Task details: Copy the lines from the one containing "the horse's front" to the one containing "Target: horse's front leg", changing "segmenter" to "segmentation tool" and keeping everything else the same.

** BEGIN Items **

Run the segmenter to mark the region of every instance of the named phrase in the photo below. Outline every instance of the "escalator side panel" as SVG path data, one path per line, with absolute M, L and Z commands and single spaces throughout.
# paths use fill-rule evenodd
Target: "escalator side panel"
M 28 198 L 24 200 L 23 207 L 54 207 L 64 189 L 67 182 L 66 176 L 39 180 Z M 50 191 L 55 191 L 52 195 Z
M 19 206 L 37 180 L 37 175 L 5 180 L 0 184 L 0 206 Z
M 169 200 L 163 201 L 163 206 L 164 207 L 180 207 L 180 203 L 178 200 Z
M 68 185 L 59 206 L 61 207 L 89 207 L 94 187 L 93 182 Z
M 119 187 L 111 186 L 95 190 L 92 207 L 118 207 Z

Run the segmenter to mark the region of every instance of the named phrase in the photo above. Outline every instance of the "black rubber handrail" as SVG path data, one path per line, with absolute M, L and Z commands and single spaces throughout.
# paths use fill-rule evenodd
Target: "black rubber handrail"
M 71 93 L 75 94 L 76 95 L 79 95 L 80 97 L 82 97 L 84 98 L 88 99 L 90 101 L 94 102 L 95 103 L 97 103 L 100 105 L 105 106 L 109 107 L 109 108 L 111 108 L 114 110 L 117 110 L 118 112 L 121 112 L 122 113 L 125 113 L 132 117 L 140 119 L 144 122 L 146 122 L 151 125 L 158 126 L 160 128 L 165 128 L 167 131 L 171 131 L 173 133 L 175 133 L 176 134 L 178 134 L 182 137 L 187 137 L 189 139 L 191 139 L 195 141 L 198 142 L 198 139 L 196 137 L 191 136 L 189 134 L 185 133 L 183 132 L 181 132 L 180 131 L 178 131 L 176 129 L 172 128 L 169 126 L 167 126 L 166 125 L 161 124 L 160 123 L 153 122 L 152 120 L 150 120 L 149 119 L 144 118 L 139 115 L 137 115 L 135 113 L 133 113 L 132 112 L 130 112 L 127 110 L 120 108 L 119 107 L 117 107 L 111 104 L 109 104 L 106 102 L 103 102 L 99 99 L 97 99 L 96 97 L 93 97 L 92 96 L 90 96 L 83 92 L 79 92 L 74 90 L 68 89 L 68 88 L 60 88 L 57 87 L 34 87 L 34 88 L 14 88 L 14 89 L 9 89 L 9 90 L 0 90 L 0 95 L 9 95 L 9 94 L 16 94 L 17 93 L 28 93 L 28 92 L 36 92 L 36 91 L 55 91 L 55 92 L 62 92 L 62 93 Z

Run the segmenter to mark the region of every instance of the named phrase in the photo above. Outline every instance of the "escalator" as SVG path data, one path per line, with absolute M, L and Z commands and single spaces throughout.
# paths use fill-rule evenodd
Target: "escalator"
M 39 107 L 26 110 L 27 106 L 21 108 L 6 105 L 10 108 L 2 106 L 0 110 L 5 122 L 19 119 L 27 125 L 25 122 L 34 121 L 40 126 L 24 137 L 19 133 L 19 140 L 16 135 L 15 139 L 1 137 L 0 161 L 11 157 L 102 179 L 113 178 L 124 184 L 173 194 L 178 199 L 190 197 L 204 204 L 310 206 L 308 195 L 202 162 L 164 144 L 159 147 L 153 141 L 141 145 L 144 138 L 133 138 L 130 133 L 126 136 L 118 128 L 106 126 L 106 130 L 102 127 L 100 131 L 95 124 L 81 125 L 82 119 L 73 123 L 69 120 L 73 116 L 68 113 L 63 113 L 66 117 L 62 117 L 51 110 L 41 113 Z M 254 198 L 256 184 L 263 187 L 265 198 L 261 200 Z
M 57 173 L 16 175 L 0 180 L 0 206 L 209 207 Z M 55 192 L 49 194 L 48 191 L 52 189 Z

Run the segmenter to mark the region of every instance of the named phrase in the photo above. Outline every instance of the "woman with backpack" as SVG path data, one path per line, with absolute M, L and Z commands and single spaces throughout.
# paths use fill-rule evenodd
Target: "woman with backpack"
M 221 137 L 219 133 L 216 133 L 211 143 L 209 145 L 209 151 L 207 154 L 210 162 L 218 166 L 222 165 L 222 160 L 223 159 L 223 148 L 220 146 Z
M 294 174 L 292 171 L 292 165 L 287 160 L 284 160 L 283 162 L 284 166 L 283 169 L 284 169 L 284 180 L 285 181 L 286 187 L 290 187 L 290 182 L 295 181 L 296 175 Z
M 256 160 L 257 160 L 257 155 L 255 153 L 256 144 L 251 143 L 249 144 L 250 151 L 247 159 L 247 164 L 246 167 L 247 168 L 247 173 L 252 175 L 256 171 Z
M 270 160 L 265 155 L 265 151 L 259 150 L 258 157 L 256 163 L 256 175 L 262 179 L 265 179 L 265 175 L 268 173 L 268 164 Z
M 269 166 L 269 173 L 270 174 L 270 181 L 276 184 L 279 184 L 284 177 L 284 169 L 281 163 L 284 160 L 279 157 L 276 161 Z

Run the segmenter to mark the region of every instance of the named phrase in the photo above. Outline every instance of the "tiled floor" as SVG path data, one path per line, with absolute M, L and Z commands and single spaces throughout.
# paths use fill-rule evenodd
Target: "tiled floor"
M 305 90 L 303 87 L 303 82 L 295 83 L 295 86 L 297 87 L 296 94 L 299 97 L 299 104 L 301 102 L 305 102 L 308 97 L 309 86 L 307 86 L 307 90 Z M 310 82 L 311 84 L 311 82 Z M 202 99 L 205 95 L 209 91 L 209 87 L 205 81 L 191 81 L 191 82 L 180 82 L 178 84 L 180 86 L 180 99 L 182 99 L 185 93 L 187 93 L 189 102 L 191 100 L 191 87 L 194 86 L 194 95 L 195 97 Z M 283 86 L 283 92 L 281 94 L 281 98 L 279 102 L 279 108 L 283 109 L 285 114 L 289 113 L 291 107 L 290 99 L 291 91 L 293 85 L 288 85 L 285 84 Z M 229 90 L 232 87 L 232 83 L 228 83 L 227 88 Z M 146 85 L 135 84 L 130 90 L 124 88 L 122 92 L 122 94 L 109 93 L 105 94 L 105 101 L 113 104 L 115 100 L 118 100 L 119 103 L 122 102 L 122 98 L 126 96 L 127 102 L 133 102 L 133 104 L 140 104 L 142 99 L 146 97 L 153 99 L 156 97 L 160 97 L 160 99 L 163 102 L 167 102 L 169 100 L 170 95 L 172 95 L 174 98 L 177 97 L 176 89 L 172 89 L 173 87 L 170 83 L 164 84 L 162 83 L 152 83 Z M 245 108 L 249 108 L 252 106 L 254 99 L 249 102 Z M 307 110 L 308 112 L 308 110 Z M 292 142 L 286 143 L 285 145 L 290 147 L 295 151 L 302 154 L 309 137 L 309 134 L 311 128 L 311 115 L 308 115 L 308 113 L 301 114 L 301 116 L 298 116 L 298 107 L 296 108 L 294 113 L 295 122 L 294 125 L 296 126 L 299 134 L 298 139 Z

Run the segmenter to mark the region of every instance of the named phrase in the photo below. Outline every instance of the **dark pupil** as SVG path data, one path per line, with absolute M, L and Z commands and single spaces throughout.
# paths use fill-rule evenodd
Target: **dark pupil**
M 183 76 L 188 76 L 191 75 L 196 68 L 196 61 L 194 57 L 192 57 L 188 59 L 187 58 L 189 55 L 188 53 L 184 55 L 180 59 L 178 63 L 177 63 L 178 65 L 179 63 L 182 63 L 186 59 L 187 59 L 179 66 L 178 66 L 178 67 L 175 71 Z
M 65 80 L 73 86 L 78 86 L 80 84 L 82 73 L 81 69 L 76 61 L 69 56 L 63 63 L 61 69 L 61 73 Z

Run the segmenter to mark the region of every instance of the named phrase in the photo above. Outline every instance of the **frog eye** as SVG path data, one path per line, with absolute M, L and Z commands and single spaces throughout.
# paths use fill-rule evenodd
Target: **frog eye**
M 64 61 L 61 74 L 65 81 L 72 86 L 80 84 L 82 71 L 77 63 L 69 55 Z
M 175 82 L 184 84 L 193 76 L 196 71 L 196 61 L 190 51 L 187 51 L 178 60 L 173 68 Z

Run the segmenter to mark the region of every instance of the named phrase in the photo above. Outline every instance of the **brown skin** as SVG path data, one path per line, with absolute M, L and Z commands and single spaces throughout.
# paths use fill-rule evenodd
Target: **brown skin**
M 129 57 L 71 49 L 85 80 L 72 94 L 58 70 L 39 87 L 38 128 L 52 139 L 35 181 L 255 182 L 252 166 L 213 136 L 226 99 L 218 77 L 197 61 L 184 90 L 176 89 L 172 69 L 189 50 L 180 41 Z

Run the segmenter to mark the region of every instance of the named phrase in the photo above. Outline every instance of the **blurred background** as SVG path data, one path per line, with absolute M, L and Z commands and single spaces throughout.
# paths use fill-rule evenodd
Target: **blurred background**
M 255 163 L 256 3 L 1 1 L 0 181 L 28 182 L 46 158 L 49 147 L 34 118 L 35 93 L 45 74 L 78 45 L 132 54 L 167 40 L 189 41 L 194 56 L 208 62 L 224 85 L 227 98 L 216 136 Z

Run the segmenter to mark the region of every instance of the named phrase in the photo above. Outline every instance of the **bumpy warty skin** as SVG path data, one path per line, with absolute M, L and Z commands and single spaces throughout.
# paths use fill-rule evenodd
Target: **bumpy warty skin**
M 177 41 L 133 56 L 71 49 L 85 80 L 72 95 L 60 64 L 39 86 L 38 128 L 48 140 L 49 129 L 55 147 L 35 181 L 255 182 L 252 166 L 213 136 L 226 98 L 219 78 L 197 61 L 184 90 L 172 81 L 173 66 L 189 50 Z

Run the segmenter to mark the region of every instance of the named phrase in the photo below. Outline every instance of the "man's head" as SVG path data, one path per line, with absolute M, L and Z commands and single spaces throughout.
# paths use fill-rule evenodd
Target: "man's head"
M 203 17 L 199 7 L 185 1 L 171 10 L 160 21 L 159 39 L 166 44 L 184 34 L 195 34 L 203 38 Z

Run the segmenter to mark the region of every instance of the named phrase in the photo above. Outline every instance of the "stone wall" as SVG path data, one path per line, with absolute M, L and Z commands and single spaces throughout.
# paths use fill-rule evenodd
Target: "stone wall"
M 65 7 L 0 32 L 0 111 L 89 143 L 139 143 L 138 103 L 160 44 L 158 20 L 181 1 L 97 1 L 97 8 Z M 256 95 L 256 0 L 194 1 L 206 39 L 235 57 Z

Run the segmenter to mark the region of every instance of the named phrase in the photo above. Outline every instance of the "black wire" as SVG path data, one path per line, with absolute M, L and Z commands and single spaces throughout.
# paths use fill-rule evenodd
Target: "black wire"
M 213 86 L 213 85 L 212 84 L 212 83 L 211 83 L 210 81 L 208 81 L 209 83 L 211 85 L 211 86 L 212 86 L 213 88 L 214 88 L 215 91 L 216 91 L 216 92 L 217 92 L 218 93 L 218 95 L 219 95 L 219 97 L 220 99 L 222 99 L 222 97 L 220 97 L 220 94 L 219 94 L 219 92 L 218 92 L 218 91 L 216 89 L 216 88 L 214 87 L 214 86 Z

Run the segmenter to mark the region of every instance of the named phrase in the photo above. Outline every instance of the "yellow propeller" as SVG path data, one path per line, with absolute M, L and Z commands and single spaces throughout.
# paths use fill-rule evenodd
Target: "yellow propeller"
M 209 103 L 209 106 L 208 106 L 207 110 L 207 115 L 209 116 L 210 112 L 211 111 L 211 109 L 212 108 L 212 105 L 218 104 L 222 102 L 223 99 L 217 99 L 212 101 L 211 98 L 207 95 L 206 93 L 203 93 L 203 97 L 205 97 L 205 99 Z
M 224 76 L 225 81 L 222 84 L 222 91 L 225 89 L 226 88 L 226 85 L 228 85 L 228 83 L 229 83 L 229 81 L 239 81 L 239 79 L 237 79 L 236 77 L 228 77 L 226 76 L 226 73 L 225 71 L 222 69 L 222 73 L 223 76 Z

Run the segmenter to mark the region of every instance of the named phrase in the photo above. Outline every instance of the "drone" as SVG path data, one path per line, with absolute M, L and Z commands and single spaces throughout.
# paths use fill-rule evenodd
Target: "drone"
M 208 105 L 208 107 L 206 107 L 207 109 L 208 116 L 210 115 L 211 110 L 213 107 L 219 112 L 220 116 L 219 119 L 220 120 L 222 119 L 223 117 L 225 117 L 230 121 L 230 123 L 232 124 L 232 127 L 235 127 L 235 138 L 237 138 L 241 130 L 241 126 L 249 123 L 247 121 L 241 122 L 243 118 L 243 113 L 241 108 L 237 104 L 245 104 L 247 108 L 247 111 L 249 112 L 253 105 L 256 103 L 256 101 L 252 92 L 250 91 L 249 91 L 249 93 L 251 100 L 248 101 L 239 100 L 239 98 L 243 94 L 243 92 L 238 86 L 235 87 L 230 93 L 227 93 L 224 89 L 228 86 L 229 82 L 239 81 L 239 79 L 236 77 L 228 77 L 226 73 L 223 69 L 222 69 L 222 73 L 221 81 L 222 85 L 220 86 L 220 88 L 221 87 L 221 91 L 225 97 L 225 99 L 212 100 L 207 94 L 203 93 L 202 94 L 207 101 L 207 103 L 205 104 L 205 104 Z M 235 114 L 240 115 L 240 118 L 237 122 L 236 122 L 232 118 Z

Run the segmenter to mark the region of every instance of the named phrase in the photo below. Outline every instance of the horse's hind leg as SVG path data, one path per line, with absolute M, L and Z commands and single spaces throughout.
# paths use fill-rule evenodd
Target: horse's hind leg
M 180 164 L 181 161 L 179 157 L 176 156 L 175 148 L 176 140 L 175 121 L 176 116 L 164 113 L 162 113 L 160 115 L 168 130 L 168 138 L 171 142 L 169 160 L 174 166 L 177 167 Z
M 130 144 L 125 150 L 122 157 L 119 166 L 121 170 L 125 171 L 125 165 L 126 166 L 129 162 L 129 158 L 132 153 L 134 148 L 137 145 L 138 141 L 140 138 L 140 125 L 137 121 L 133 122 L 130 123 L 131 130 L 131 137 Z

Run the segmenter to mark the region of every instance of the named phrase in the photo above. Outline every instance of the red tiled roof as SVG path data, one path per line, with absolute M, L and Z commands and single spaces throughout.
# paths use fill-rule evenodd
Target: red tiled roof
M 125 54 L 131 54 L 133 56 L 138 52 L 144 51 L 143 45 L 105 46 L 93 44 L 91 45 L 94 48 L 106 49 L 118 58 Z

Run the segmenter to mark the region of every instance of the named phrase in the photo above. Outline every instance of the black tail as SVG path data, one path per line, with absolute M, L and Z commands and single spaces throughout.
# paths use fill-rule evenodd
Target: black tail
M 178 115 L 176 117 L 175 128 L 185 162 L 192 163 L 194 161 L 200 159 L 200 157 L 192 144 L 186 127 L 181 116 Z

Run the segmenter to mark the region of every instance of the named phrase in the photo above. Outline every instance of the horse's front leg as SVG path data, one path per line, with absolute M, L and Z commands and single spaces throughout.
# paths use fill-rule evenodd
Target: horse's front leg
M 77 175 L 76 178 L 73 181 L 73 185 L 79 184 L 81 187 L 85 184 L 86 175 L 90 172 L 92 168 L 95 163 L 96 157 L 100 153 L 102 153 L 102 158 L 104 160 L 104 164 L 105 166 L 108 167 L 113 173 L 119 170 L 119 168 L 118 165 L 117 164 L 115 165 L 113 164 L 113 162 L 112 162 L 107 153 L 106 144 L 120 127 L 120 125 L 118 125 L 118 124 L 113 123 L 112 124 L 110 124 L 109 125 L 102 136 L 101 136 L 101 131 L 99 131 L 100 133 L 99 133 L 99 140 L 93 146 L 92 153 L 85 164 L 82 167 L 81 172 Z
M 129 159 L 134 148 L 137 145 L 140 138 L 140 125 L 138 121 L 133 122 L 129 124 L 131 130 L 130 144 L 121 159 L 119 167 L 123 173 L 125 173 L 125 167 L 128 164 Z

** END Items **

Response to this task:
Run the segmentation tool to mark the region of every instance of the named phrase in the photo above. Outline every instance of the horse's front leg as SVG path data, one path per line, with absolute M, L and Z commands and single spaces throughout.
# paths use fill-rule evenodd
Target: horse's front leg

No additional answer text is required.